Annotated coordinate records
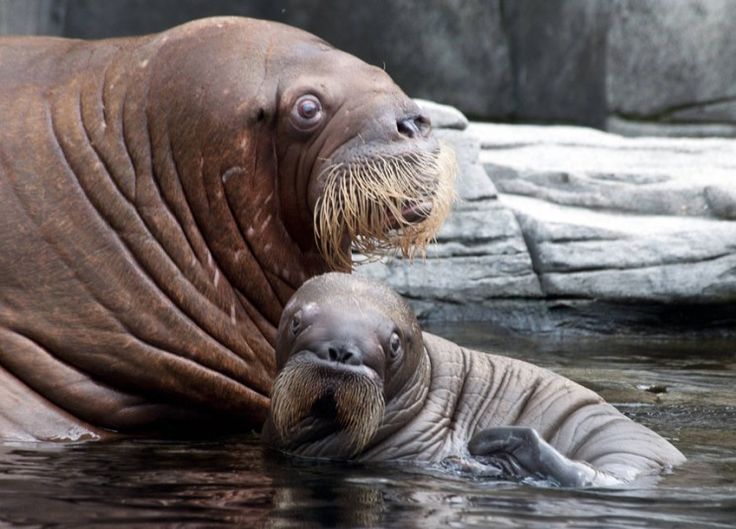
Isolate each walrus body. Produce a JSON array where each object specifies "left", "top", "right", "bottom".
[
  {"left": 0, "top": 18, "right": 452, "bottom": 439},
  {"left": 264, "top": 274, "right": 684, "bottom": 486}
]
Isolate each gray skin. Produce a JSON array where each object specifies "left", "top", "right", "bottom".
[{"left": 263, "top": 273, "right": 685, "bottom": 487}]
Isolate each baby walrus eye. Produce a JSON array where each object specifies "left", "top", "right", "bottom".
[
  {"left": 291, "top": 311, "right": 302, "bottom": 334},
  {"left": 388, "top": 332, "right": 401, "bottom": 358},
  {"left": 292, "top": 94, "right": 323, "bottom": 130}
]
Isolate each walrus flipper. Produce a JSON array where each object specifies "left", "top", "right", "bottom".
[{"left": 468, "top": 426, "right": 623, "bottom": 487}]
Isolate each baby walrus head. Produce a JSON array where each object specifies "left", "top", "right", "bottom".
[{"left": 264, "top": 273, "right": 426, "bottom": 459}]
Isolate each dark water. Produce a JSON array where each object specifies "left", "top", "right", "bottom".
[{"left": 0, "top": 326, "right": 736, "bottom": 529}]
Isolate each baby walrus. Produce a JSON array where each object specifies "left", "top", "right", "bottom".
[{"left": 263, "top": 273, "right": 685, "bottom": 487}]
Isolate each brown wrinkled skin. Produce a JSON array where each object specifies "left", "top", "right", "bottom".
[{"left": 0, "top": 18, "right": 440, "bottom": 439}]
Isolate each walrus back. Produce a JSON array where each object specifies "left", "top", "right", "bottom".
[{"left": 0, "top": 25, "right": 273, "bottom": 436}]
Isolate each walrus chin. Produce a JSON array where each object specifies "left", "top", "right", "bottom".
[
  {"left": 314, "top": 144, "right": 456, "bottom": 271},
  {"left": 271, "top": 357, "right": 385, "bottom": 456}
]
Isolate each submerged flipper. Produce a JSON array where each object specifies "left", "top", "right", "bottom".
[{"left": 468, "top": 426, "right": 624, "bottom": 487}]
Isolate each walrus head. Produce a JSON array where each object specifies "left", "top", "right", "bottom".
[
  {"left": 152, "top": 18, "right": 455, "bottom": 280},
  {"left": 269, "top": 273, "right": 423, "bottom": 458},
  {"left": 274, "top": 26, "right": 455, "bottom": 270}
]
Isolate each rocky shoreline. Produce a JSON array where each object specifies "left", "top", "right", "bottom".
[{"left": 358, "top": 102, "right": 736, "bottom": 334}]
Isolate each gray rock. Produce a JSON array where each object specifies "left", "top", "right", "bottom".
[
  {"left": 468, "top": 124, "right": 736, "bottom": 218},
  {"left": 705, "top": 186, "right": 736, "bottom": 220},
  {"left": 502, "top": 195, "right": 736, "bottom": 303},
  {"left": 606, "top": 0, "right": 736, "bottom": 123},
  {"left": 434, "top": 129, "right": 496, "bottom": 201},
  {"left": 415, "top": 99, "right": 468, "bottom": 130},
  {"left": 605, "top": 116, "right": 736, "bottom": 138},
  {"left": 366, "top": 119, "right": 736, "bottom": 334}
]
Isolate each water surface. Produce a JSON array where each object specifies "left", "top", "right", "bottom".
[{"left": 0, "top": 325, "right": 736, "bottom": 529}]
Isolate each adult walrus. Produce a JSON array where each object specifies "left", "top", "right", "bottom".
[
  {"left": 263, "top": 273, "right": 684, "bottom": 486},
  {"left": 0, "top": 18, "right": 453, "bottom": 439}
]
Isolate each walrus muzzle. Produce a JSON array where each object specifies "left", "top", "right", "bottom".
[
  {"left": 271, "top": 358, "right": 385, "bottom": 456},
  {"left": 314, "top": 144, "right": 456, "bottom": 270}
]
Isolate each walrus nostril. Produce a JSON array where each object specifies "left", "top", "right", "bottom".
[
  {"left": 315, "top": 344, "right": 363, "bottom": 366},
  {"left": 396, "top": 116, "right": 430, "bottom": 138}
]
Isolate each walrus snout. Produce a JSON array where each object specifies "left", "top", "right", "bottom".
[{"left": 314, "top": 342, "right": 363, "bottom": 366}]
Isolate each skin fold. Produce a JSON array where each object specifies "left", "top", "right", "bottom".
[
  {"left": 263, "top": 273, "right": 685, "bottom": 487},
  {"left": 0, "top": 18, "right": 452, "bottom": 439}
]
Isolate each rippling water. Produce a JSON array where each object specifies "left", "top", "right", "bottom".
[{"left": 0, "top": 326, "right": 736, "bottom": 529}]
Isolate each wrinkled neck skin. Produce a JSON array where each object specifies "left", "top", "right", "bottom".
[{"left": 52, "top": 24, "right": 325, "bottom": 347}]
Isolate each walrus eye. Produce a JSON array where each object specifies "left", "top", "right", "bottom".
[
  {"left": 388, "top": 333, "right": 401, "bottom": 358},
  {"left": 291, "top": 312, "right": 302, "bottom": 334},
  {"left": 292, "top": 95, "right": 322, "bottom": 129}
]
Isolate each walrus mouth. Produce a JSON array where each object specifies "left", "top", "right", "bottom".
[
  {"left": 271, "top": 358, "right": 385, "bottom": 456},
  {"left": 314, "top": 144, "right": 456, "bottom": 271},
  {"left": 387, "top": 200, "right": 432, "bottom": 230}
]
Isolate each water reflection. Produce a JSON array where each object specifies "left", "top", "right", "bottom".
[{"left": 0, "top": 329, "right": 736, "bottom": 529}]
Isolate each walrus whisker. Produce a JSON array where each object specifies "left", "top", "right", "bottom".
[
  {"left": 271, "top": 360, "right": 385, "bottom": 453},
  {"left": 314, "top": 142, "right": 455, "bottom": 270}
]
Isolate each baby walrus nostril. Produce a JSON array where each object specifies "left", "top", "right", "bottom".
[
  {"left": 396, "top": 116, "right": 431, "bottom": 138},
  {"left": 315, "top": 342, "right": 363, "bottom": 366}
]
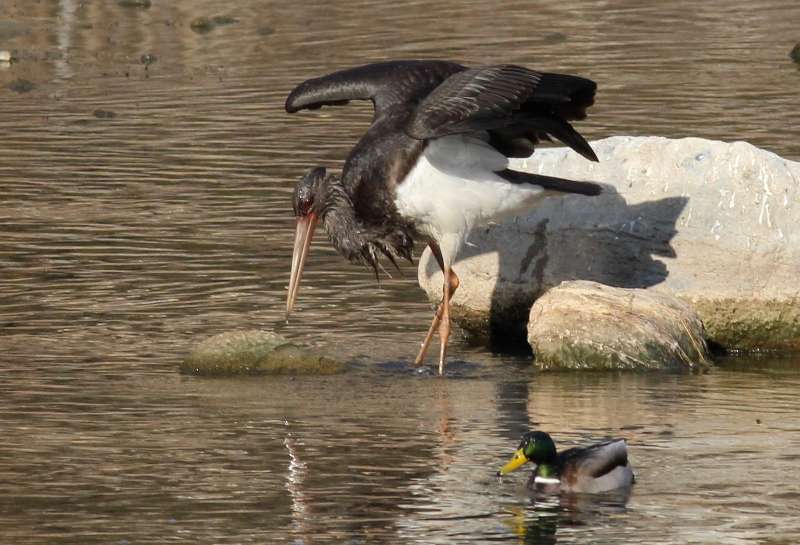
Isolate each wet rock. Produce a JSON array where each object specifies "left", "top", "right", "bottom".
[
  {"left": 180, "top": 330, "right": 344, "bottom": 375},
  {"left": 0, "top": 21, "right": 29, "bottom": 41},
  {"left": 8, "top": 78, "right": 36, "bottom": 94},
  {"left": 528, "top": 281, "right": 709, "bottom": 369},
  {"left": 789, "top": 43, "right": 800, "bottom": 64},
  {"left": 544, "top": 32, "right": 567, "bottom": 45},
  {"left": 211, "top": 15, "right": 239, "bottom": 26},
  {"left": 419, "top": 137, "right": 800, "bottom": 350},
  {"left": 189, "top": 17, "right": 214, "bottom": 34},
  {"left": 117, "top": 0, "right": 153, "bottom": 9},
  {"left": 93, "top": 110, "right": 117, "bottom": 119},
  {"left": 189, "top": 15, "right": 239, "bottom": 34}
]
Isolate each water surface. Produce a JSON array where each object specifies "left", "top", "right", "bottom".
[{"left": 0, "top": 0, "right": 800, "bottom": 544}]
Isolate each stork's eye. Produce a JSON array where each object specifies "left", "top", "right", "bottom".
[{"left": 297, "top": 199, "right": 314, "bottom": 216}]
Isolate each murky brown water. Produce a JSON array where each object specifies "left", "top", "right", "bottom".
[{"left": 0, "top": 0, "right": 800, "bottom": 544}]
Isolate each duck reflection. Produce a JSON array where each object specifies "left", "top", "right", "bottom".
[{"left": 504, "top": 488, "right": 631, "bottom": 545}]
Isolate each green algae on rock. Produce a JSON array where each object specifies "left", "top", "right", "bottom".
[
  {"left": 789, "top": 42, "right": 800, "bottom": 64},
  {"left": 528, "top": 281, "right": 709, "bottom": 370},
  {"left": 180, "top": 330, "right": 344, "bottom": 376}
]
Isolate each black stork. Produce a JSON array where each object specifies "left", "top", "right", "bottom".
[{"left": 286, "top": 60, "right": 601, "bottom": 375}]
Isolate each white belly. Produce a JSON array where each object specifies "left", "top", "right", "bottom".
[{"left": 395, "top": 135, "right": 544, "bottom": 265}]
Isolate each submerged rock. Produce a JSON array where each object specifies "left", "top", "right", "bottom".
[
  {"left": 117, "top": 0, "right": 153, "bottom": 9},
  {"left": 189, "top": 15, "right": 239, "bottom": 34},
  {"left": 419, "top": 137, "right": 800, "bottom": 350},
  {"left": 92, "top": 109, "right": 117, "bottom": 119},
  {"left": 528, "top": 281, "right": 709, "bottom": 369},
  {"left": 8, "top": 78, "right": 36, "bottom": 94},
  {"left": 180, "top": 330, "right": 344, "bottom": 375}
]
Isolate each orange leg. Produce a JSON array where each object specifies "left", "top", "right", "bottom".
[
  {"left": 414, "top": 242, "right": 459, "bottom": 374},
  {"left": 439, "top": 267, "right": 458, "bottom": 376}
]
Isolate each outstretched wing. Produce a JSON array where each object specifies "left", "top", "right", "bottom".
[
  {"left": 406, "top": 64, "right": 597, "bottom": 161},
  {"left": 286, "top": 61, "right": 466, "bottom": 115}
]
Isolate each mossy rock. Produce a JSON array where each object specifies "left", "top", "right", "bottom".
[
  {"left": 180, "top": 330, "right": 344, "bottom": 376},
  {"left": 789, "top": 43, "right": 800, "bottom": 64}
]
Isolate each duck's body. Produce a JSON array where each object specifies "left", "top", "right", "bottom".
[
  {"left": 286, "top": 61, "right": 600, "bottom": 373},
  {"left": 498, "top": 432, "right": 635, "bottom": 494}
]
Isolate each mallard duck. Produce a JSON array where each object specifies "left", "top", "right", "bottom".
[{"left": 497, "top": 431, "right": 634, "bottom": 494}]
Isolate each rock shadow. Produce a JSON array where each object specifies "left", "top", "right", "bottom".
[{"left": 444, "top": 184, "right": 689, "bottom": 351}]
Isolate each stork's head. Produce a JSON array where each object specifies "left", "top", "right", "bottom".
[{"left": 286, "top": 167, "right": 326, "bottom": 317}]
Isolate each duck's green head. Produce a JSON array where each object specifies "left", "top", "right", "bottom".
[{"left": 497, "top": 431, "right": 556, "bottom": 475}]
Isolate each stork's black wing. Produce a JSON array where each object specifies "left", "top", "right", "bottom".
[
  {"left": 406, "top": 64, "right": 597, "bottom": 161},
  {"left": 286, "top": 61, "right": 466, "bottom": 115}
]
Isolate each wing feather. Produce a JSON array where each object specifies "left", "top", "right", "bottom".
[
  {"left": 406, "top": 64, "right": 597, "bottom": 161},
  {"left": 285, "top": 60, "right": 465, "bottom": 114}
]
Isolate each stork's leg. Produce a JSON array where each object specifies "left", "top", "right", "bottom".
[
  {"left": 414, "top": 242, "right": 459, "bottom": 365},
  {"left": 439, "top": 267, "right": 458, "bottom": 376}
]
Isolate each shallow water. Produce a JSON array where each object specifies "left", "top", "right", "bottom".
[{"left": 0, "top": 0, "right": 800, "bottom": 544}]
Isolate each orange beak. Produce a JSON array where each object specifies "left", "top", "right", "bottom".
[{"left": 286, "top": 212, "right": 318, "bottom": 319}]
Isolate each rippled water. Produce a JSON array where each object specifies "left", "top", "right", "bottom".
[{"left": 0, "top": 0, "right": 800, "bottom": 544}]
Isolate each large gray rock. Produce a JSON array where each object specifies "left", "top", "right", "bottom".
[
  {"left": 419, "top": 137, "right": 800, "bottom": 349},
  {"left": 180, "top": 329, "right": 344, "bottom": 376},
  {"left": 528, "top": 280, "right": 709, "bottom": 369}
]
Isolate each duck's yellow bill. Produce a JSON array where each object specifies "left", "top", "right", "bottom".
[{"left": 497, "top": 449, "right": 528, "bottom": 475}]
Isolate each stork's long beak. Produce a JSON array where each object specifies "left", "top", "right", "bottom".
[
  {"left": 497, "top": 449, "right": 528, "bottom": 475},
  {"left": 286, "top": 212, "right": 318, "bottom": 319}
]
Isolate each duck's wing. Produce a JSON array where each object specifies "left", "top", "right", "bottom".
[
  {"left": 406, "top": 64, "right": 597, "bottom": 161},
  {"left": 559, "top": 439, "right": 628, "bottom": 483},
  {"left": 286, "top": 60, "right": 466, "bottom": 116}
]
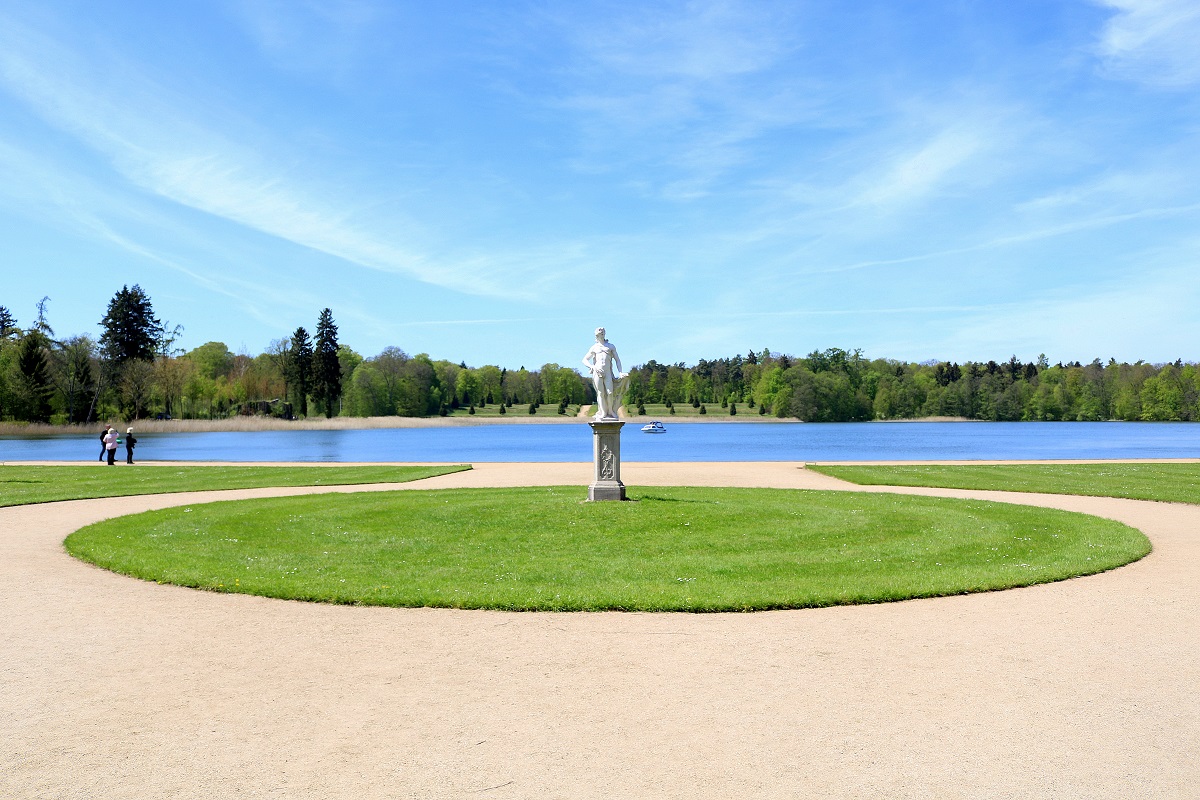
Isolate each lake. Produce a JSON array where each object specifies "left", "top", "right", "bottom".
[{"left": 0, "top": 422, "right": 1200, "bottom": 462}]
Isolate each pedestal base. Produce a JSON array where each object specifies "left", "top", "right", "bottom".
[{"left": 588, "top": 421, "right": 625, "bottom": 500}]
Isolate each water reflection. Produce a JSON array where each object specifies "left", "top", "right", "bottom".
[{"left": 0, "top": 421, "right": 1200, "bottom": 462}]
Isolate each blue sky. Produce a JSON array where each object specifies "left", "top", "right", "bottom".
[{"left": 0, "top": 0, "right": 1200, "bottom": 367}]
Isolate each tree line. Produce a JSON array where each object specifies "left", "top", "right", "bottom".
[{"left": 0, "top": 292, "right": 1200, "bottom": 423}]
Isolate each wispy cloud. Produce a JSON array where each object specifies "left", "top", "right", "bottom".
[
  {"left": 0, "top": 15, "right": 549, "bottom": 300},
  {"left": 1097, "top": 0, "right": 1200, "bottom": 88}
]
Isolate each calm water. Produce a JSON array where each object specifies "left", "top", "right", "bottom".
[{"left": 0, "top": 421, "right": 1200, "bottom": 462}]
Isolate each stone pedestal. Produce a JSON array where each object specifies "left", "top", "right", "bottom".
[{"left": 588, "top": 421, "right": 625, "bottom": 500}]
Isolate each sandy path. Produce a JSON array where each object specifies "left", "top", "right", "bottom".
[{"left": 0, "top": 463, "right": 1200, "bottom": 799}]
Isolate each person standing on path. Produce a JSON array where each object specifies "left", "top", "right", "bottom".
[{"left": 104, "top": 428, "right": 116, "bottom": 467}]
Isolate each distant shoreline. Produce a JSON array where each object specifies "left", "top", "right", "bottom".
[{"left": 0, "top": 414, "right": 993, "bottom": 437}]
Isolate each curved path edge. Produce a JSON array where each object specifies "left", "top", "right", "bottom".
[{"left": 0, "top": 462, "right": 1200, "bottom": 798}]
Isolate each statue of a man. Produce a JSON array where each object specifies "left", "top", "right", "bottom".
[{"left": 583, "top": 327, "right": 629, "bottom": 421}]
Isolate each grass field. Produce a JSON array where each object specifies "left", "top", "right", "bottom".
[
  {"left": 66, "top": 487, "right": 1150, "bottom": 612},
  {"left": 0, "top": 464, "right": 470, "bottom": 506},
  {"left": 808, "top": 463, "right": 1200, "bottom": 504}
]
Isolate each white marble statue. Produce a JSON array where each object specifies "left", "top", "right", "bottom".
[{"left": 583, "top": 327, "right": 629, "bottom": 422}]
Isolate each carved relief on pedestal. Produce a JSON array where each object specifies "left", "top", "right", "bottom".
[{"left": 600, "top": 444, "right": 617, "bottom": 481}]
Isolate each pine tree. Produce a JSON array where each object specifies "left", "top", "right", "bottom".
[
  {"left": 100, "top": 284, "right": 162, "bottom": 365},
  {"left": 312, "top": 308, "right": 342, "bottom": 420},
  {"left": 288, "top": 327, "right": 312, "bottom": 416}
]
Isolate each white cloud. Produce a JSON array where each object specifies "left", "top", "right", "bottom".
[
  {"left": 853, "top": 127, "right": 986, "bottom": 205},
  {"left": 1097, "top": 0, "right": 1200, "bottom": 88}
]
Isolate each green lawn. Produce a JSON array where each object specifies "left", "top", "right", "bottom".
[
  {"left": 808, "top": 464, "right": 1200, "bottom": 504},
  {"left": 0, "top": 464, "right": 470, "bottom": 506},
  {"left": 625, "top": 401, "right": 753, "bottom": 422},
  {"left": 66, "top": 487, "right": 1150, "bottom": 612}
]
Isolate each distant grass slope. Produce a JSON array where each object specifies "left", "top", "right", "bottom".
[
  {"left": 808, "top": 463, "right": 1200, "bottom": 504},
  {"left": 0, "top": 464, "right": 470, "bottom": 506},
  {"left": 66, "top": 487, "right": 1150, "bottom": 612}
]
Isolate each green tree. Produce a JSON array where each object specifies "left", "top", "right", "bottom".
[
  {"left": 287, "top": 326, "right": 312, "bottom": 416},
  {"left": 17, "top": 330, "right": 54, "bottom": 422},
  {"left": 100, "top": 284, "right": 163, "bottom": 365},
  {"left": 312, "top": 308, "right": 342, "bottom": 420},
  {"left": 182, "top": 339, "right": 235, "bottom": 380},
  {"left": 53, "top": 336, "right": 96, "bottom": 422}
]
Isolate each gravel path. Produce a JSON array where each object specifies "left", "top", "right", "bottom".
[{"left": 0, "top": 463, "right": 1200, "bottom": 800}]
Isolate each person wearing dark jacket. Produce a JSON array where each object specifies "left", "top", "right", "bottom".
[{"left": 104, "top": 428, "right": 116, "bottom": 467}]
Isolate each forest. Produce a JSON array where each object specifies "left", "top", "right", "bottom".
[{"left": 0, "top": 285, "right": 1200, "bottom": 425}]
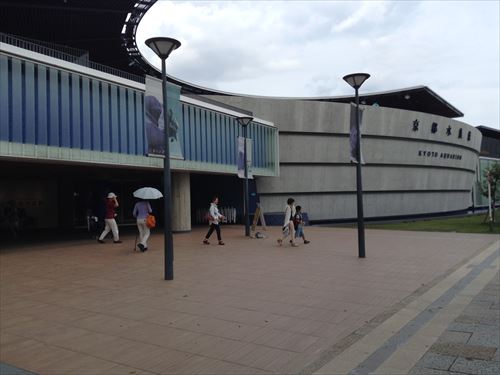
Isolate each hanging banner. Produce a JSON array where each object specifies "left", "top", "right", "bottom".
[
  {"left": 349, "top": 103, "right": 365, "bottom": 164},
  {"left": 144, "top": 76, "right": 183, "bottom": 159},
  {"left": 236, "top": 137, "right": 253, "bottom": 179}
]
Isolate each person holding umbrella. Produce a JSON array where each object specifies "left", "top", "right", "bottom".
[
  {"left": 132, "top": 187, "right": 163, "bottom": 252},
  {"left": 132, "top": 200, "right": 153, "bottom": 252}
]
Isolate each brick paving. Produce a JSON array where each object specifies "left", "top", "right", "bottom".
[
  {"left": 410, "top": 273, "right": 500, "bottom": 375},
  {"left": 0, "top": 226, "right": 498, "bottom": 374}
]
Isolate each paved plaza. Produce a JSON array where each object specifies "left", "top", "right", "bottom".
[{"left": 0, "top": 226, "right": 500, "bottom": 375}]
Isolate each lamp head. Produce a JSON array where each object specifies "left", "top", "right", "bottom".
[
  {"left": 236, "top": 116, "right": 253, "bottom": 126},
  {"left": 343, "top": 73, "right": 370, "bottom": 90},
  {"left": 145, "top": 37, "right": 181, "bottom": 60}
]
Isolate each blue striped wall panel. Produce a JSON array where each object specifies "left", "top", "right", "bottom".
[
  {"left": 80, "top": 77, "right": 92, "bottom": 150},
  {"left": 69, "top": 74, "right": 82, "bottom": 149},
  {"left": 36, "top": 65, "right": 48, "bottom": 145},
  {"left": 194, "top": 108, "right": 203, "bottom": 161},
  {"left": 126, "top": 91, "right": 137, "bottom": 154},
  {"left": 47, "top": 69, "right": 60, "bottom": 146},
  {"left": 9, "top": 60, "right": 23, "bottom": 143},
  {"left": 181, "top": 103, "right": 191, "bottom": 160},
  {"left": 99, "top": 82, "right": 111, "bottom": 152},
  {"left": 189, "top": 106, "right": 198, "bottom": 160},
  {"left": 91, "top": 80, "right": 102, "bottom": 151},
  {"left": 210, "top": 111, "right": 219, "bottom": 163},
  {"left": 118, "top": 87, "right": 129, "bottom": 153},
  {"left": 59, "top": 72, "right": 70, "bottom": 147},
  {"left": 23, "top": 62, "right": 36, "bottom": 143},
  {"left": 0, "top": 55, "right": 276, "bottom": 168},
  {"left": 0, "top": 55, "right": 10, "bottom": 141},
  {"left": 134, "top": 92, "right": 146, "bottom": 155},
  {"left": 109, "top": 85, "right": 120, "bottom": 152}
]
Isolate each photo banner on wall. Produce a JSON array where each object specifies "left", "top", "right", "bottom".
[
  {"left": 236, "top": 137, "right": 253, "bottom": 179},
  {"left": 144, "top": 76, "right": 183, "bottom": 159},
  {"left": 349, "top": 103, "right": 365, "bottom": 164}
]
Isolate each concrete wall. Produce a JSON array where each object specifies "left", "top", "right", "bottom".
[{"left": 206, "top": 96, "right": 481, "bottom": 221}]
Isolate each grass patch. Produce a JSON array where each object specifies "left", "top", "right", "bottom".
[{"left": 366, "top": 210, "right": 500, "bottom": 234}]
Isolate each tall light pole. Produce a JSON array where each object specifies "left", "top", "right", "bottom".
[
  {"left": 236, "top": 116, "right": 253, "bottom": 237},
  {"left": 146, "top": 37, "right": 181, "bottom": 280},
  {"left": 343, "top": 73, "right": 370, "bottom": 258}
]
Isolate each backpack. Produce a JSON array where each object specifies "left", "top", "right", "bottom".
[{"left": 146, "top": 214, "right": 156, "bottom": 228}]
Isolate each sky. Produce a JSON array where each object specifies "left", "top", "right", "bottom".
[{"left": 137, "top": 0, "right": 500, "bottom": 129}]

Task requirements:
Lines from the one containing "Isolate each photo" through the final line are to be given again verbatim, with nothing before or after.

Task response:
Isolate each photo banner on wall. Produce a JSON array where each object specifies "left", "top", "right", "bottom".
[
  {"left": 236, "top": 137, "right": 253, "bottom": 179},
  {"left": 144, "top": 76, "right": 183, "bottom": 159},
  {"left": 349, "top": 103, "right": 365, "bottom": 164}
]
Isolate each concrete wall. Produce a JSON array where each object specifies "left", "top", "right", "bottom".
[{"left": 206, "top": 96, "right": 481, "bottom": 221}]
Isolate each grass patch. Produce a JSON array where each object specifies "left", "top", "right", "bottom".
[{"left": 366, "top": 210, "right": 500, "bottom": 234}]
Isolate each tall light pole. Produce a JSON array where each object specifies "left", "top", "right", "bottom".
[
  {"left": 236, "top": 116, "right": 253, "bottom": 237},
  {"left": 146, "top": 37, "right": 181, "bottom": 280},
  {"left": 343, "top": 73, "right": 370, "bottom": 258}
]
Isolate each backpack. Produce a JSON array where each object specifies "left", "top", "right", "bottom".
[{"left": 146, "top": 214, "right": 156, "bottom": 228}]
Isolate each sky. Produce a JSON array where each object specifies "left", "top", "right", "bottom".
[{"left": 137, "top": 0, "right": 500, "bottom": 129}]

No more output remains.